> Excerpted records:
►

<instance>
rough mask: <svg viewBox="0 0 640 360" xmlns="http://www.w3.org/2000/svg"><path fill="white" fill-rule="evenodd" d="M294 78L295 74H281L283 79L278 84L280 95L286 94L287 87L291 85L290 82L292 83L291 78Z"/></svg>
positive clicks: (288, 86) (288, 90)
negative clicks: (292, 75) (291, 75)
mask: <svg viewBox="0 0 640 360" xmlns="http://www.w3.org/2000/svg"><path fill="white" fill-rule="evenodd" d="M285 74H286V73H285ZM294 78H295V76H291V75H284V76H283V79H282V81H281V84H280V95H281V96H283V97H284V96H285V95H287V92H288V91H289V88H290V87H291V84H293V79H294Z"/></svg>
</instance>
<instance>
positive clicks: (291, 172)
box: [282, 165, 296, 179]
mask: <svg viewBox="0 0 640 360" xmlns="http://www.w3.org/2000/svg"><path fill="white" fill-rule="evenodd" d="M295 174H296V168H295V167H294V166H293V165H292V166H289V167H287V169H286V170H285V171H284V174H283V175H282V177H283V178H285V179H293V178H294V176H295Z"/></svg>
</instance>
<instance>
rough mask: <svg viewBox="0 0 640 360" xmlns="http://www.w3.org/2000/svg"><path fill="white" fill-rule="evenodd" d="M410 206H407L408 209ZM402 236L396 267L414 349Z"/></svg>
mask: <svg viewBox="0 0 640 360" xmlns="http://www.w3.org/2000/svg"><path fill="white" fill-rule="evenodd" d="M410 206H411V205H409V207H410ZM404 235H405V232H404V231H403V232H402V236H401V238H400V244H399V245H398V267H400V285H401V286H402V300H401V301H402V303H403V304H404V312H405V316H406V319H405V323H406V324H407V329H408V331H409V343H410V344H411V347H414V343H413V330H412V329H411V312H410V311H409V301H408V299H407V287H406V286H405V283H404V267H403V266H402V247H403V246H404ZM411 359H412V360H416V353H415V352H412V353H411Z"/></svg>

◄

> Exercise directions:
List every line above that holds the word "positive".

> Solution to the problem:
positive clicks: (288, 86) (288, 90)
positive clicks: (291, 172)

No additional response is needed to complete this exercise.